## begin

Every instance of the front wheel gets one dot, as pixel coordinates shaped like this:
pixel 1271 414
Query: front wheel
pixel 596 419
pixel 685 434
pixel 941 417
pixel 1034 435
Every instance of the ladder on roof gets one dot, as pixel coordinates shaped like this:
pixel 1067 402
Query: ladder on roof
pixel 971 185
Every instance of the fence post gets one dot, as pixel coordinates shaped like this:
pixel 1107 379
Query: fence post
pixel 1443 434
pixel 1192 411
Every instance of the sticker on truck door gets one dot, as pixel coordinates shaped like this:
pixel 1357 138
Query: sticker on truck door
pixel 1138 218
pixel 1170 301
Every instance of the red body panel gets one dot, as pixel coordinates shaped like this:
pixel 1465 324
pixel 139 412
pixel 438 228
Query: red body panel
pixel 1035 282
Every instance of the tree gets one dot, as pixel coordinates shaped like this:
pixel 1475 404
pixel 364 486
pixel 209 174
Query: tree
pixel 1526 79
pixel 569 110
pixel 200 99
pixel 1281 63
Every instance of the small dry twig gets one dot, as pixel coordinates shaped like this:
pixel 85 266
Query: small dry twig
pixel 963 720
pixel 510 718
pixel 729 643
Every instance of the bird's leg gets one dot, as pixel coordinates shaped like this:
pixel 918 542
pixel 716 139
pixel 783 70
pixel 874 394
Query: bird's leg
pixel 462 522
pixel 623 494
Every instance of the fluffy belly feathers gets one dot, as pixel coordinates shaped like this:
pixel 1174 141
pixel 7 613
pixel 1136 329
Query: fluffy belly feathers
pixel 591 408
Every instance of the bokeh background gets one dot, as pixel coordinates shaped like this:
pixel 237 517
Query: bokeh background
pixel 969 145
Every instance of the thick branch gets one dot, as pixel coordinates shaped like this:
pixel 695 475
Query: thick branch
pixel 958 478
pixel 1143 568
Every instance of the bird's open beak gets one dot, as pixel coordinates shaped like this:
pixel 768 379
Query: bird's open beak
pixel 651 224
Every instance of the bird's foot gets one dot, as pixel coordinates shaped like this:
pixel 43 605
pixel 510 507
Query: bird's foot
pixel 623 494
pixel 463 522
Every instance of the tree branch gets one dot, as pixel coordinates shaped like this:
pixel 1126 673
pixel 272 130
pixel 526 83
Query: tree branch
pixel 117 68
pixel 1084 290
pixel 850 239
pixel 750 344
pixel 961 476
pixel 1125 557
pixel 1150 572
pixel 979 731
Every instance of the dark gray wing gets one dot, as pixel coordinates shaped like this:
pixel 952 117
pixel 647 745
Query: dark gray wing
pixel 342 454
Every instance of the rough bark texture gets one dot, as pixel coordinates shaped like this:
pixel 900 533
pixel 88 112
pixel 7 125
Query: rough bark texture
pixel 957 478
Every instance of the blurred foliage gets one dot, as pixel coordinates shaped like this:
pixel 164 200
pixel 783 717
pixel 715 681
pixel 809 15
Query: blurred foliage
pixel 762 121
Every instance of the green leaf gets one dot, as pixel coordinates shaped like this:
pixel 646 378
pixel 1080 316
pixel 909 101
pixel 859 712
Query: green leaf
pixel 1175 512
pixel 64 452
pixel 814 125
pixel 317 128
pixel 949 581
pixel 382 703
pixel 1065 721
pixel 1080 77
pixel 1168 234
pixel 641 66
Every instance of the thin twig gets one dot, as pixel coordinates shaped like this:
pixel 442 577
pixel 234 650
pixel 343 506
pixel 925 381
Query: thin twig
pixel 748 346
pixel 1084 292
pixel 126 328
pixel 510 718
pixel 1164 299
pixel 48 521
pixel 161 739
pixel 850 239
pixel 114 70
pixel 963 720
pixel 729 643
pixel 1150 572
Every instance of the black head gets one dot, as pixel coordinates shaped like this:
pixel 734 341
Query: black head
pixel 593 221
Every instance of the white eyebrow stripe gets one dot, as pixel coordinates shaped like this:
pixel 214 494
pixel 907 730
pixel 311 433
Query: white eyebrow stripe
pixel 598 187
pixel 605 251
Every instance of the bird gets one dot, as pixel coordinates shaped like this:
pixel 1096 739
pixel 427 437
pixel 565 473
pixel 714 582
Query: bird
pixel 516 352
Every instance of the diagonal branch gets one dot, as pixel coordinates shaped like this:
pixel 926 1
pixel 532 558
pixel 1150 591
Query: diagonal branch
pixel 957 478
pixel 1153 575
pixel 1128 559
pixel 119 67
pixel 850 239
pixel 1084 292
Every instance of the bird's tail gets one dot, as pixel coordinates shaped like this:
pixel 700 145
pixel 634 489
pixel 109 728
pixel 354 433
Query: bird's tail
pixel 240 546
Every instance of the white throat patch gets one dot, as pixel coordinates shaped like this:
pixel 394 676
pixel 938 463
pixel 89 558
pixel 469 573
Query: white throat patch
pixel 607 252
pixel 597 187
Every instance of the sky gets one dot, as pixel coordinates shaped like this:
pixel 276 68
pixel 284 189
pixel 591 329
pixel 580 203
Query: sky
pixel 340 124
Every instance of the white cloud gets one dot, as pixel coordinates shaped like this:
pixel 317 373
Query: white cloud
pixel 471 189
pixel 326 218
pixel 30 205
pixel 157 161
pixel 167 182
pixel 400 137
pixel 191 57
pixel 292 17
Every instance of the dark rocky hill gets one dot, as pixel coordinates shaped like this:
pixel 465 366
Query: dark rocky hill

## end

• **YOUR OBJECTIVE**
Can you give every line of the items above as a JSON list of strings, with one string per line and blank lines left out?

• **TASK OUTPUT**
[
  "Every instance of the front wheel gets one dot, as pixel coordinates shaped like this:",
  "pixel 1271 414",
  "Query: front wheel",
  "pixel 596 419",
  "pixel 685 434",
  "pixel 941 417",
  "pixel 1034 435",
  "Every instance of the ladder on roof gets one dot, as pixel coordinates shaped like this:",
  "pixel 1067 402",
  "Query: ladder on roof",
  "pixel 971 185",
  "Every instance of the fence post gets one dot, as pixel coordinates shaped like this:",
  "pixel 1107 379",
  "Query: fence post",
  "pixel 1443 434",
  "pixel 1192 411",
  "Every instance of the sticker on truck door gets one dot, as pixel coordinates shaped like this:",
  "pixel 1357 138",
  "Query: sticker on truck door",
  "pixel 1138 218",
  "pixel 1170 301",
  "Every instance of the red body panel gets one dot, as pixel coordinates shaped like this:",
  "pixel 1465 324",
  "pixel 139 412",
  "pixel 438 228",
  "Query: red body panel",
  "pixel 1035 282",
  "Every instance of the tree gets one dot, as pixel coordinates shaped like this:",
  "pixel 1475 404",
  "pixel 364 486",
  "pixel 209 174",
  "Query: tree",
  "pixel 1526 79",
  "pixel 569 110",
  "pixel 200 99",
  "pixel 1281 63",
  "Every instance of the small dry twig gets one dot, as pixel coordinates shaped like this:",
  "pixel 85 266",
  "Query: small dry twig",
  "pixel 963 720",
  "pixel 510 718",
  "pixel 729 643",
  "Every instance of the bird's leg gets one dot, as pixel coordinates shaped like this:",
  "pixel 918 542",
  "pixel 716 139",
  "pixel 783 70",
  "pixel 874 394",
  "Query: bird's leg",
  "pixel 462 522",
  "pixel 623 494",
  "Every instance of the fluffy belly feathers gets one dot, as pixel coordinates shaped like this:",
  "pixel 1174 141",
  "pixel 7 613",
  "pixel 1136 329",
  "Query: fluffy belly feathers",
  "pixel 591 408",
  "Every instance of the bokeh background gets one dot, as pixel coordinates shaped like this:",
  "pixel 237 517",
  "Query: bokeh background",
  "pixel 969 145",
  "Every instance of the thick branch gets one dot, as pixel coordinates shaped like this:",
  "pixel 695 475",
  "Query: thick branch",
  "pixel 958 478",
  "pixel 1143 568",
  "Every instance of the bird's open beak gets one dot, as pixel coordinates shaped like this:",
  "pixel 768 379",
  "Query: bird's open beak",
  "pixel 651 224",
  "Every instance of the bird's foot gets one dot, as pixel coordinates shaped like this:",
  "pixel 43 605",
  "pixel 510 507",
  "Query: bird's foot",
  "pixel 623 494",
  "pixel 463 522",
  "Every instance of the tree branch gets one dot, as pixel coordinates shaped like this:",
  "pixel 1126 673",
  "pixel 272 130",
  "pixel 526 83",
  "Query: tree branch",
  "pixel 117 68",
  "pixel 1084 290",
  "pixel 850 239",
  "pixel 750 344",
  "pixel 961 476",
  "pixel 1125 557",
  "pixel 1150 572",
  "pixel 979 731",
  "Every instance of the dark gray wing gets one dot, as pixel coordinates shaped like this:",
  "pixel 952 117",
  "pixel 647 745",
  "Query: dark gray wing",
  "pixel 342 454",
  "Every instance of the rough bark texture gets one dot, as pixel coordinates shaped like this:",
  "pixel 900 533",
  "pixel 88 112",
  "pixel 7 125",
  "Query: rough bark texture",
  "pixel 957 478",
  "Every instance of the blurred foliage gets one dot, as pixel coordinates shaped like this:",
  "pixel 164 200",
  "pixel 783 717",
  "pixel 715 681",
  "pixel 809 15",
  "Query: blurred foliage",
  "pixel 762 121",
  "Every instance of the green leaf gets one dot, as pixel coordinates shaped like this:",
  "pixel 646 378",
  "pixel 1080 316",
  "pixel 909 101",
  "pixel 859 712",
  "Query: green leaf",
  "pixel 1175 512",
  "pixel 64 452",
  "pixel 814 125",
  "pixel 317 128",
  "pixel 949 581",
  "pixel 382 703",
  "pixel 1065 721",
  "pixel 1080 77",
  "pixel 1168 234",
  "pixel 641 66",
  "Every instance of the thin twig gets one dot, as pixel coordinates shaped like this:",
  "pixel 442 577",
  "pixel 234 650",
  "pixel 343 506",
  "pixel 925 381",
  "Query: thin twig",
  "pixel 748 346",
  "pixel 1084 292",
  "pixel 126 328",
  "pixel 510 718",
  "pixel 1164 299",
  "pixel 48 521",
  "pixel 161 739",
  "pixel 850 239",
  "pixel 114 70",
  "pixel 963 720",
  "pixel 729 643",
  "pixel 1150 572",
  "Every instance of the black head gets one dot, as pixel coordinates shaped like this:",
  "pixel 734 341",
  "Query: black head",
  "pixel 593 221",
  "Every instance of the white eyebrow stripe gets one dot, as pixel coordinates shaped like this:",
  "pixel 214 494",
  "pixel 907 730",
  "pixel 311 433",
  "Query: white eyebrow stripe",
  "pixel 598 187",
  "pixel 605 251",
  "Every instance of the bird gets one dot, as pixel coordinates shaped like this:",
  "pixel 1096 739",
  "pixel 427 437",
  "pixel 565 473",
  "pixel 714 582",
  "Query: bird",
  "pixel 516 352",
  "Every instance of the diagonal branch gets one dot, as pixel coordinates shaped like this:",
  "pixel 926 1",
  "pixel 532 558",
  "pixel 1150 591",
  "Query: diagonal branch",
  "pixel 957 478",
  "pixel 1153 575",
  "pixel 1128 559",
  "pixel 119 67",
  "pixel 850 239",
  "pixel 1084 292",
  "Every instance of the bird's tail gets one dot, as pixel coordinates shaped like this:",
  "pixel 700 145",
  "pixel 634 489",
  "pixel 109 728",
  "pixel 354 433",
  "Query: bird's tail",
  "pixel 240 546",
  "Every instance of the white throat patch gets one dot, as pixel coordinates shaped like this:",
  "pixel 394 676",
  "pixel 938 463",
  "pixel 89 558",
  "pixel 469 573",
  "Query: white throat patch",
  "pixel 607 252",
  "pixel 597 187",
  "Every instance of the sky gets one dot, as pixel coordinates shaped like this:",
  "pixel 276 68",
  "pixel 284 189",
  "pixel 591 329",
  "pixel 580 203",
  "Query: sky",
  "pixel 340 124",
  "Every instance of the white cloud gets one dot, as pixel coordinates shaped like this:",
  "pixel 317 373",
  "Query: white cloud",
  "pixel 471 189",
  "pixel 326 218",
  "pixel 30 205",
  "pixel 157 161",
  "pixel 167 182",
  "pixel 400 137",
  "pixel 191 57",
  "pixel 292 17",
  "Every instance of the dark rocky hill gets one dot, as pixel coordinates shaped like this:",
  "pixel 465 366",
  "Query: dark rocky hill"
]